Abu Teupin Raya, Ulama Produktif Jebolan al-Azhar

Oleh: Muhammad Farhan Sufyan*
(Sumber: ypidarussaadah.id)
Sejarah keilmuan Aceh telah pernah mencapai puncak tertinggi. Kemajuan literasi telah tampak tempo hari. Tentu dengan bukti-bukti yang telah absah, melalui epigrafi, filologi pada manuskrip-manuskrip dan lain sebagainya. Bahkan tidak hanya kemajuan pesat di alam Melayu, diplomasi kerajaan Aceh pada masa Sultan Iskandar Muda telah terjalin kuat. Tidak hanya dengan bangsa timur, bahkan melintasi Benua Eropa dengan bangsa barat.

Namun, di saat penjajah datang. Aceh dikacaukan dari berbagai segi. Walaupun ia menjadi tanah modal untuk kemerdekaan Indonesia, tapi banyak sisi dan segi yang terkuras. Terutama di sosio-intelektual. Perjuangan rakyat Aceh demi membela dirinya sendiri telah melibatkan banyak masyarakat, uleebalang serta ulama turun gunung. Begitulah keadaan tanah rincong dari 1900-2000.

Dalam masa tersebut, dunia intelektual menjadi sangat terperosot. Kurikulum pendidikan menjadi amburadur karena kependudukan Belanda dan Jepang. Sehingga dibutuhkan sosok pembaharu yang dapat diterima oleh khalayak masyarakat.

Selayang Pandang Hidup Abu Teupin Raya

Pada 17 Ramadhan 1339 H, di Gampong Kayee Jatoe, lahirlah sosok pelita umat, Tgk. Muhammad Ali Bin Muhammad Irsyad yang selanjutnya dikenal dengan Abu Teupin Raya atau Abu Lampoh Pala. Silsilah keluarganya merupakan keturunan bangsawan dan ulama. Ayahnya merupakan pahlawan berjasa ketika perang melawan Belanda. Sementara lewat ibunya mengalir darah ulama. Pendidikan yang didapat oleh Ali saat kecil sangat dinamis. Semuanya didapatkan dari asuhan dan didikan sang ayah yang menjadi guru sejati dalam hidupnya.

Abu Teupin Raya merupakan anak sulung dari tiga bersaudara (dua laki-laki, satu perempuan). Sejak usia dini, Abu Teupin Raya telah memperlihatkan kecenderungannya mendukung perubahan dan menggunakan nalar intelektual moderatnya dalam melakukan proses transfomasi ilmu pengetahuan. Sejak belajar dari orang tuanya ia telah menunjukkan kemapanan pemahamannya terhadap substansi kitab kuning dan ilmu-ilmu alat lainnya, seperti nahwu, sharf, balaghah dan lain-lainnya.

> _Data Tersimpan_:
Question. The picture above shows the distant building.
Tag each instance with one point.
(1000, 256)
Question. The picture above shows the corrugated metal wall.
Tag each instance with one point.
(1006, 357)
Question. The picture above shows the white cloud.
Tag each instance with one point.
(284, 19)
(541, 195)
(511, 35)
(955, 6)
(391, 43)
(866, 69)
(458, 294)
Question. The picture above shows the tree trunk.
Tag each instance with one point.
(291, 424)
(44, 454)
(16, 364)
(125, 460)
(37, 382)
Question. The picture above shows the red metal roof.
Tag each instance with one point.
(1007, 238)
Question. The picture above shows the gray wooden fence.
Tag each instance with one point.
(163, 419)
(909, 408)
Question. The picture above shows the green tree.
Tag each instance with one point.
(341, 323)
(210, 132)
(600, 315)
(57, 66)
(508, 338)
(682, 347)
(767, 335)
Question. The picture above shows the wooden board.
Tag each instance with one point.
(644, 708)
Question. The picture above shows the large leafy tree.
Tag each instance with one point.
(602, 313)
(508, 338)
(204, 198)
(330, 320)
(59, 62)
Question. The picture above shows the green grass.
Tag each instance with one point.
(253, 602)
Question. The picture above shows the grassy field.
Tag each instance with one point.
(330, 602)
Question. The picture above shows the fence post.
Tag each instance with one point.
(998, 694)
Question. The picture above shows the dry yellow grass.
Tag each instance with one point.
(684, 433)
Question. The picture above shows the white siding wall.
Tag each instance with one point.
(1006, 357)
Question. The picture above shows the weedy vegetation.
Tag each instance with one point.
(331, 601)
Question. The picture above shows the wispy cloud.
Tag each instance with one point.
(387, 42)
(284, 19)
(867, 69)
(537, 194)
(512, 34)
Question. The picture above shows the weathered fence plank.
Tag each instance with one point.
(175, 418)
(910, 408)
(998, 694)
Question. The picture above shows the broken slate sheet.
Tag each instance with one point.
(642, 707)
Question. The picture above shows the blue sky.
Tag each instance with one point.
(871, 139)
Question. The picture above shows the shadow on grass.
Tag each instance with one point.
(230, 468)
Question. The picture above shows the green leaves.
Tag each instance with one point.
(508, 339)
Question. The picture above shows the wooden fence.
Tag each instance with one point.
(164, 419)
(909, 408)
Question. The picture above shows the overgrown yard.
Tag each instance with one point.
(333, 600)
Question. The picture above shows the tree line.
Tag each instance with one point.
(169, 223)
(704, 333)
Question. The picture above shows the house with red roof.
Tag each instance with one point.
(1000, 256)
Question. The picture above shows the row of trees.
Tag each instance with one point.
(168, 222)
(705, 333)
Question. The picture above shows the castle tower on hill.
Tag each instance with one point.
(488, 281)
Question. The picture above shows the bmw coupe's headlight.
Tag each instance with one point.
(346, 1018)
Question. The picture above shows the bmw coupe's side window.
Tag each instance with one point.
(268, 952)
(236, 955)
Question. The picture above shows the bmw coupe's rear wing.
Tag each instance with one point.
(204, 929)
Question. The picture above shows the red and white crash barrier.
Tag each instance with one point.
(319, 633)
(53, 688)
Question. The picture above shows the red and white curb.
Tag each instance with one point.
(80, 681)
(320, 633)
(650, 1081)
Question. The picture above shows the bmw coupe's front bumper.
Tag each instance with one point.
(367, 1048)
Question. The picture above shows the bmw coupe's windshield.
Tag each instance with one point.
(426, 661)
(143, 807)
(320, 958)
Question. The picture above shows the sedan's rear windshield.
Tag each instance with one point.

> _Yang Perlu Dikerjakan_:
1) Menurut artikel tentang Abu Teupin Raya, mengapa pada masa itu dibutuhkan sosok pembaharu yang dapat diterima oleh masyarakat? Jelaskan dalam satu sampai tiga kalimat.
2) Dalam artikel tentang Abu Teupin Raya, kapan dan di mana tokoh itu lahir?
3) Lanjutkan artikel tentang Abu Teupin Raya, dimulai setelah kalimat terakhir yang ditampilkan.

> _Kumpulan Jawaban_:
1) Pada masa 1900–2000 dunia intelektual Aceh sangat merosot, dan kurikulum pendidikan menjadi kacau karena pendudukan Belanda dan Jepang. Keadaan itulah yang membuat dibutuhkan sosok pembaharu yang dapat diterima oleh khalayak masyarakat.

2) Ia lahir pada 17 Ramadhan 1339 H di Gampong Kayee Jatoe.

3)
Ketika beranjak di umur delapan belas tahun, beliau beranjak dari pendidikan umum di sekolah Boemipoetra besutan Belanda. Ia lebih memilih hijrah ke Gampong Uteun Bayu Ulee Gle, Pidie Jaya sekarang. Demi menimba ilmu dari Teungku Abdul Majid bin Abdurrahman selama delapan tahun. Lalu Abu menikah dengan seorang anak putri dari keuchik Kayee Jatoe, yakni ummi Aminah binti Badai. Usia Abu kala itu 22 tahun, usai menikah dibawanya istri mendampinginya belajar di dayah.

Tahun 1947 M, setelah mendapat izin dari gurunya, Teungku Abdul Majid bin Abdurrahman, Abu melanjutkan pendidikannya ke Dayah Pulo Kiton, Bireuen. Di sini ia menetap tak begitu lama, lebih banyak mengajar ketimbang belajar. Kemudian Abu melanjutkan perjalanan menuntut ilmu ke Geurugok, pada Teungku Syeikh Usman Makam, seorang ulama kesohor asal Gampong Meuse Gandapura yang pulang dari Mekkah setelah puluhan tahun belajar ilmu falak pada Madrasah Darul Ulum al-Diniyah pimpinan Syeikh Said Mukhsin Ali al-Musawa sehingga menjadi ahli dalam bidang ilmu tersebut. 

Di dayah inilah Abu Teupin Raya mulai tertarik dan kemudian mempelajari ilmu falak dari Waled Usman Makam. Selain belajar, Abu juga dipercayakan mengajar santri pemula di bidang ilmu nahwu. Metode Abu dikenal sangat mudah dipahami sehingga dengan kepeduliannya menyikapi kesulitan ilmu ini, beliau berhasil menulis satu kitab di ilmu nahwu dan ilmu sharf.

1949 M, Abu bersama beberapa murid dari dayah Geurugok pulang kembali ke Teupin Raya. ada sebidang tanah wakaf yang kelak menjadi tanah pertama Abu mendirikan dayahnya. Salah satu yang menarik di sini ialah penjelasan materi qawaid dengan metode yang sangat mudah. Mempelajari dan menulis apa yang telah dipelajari.

Waktu terus berjalan, 1953 meletuslah peristiwa DI/TII sehingga proses pembelarajan di dayah Lampoh Pala ini mengalami stagnasi. Santri banyak yang kembali ke halaman masing-masing. Sementara Abu, memilih untuk berjuang dengan pasukan Daud Beureueh, membela ketidakadilan Soekarno terhadap wibawa tanah rencong.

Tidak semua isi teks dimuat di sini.